PROBLEM TO WORK ON – Copy every line from the records that holds the word "bird".

(INPUT MATERIAL)

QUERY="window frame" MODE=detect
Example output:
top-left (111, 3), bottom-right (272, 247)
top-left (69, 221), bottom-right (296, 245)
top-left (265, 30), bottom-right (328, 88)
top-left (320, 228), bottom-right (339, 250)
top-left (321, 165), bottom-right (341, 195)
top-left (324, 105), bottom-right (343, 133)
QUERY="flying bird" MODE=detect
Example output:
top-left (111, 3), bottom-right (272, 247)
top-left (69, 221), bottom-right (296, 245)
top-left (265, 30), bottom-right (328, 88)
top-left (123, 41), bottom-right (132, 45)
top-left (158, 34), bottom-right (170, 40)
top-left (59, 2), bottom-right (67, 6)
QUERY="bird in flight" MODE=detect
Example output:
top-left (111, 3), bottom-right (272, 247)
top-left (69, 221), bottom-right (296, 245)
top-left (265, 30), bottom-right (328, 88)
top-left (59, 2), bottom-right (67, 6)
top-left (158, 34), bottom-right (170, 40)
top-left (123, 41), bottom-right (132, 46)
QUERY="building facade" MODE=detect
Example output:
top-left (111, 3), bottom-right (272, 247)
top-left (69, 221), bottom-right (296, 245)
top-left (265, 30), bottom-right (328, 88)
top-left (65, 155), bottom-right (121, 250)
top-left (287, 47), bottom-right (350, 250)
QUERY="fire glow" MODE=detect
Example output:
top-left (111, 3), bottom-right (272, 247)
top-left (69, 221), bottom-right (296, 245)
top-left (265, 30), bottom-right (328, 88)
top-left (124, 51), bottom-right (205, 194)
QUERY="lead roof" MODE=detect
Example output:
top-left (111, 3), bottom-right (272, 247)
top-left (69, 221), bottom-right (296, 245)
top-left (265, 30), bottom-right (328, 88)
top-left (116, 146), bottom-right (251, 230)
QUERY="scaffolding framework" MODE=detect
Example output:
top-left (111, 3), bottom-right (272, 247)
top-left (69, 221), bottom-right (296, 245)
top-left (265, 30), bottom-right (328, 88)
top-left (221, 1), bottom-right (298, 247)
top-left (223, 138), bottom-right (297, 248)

(End INPUT MATERIAL)

ANSWER SPACE –
QUERY="flying bird" MODE=detect
QUERY="bird in flight" MODE=detect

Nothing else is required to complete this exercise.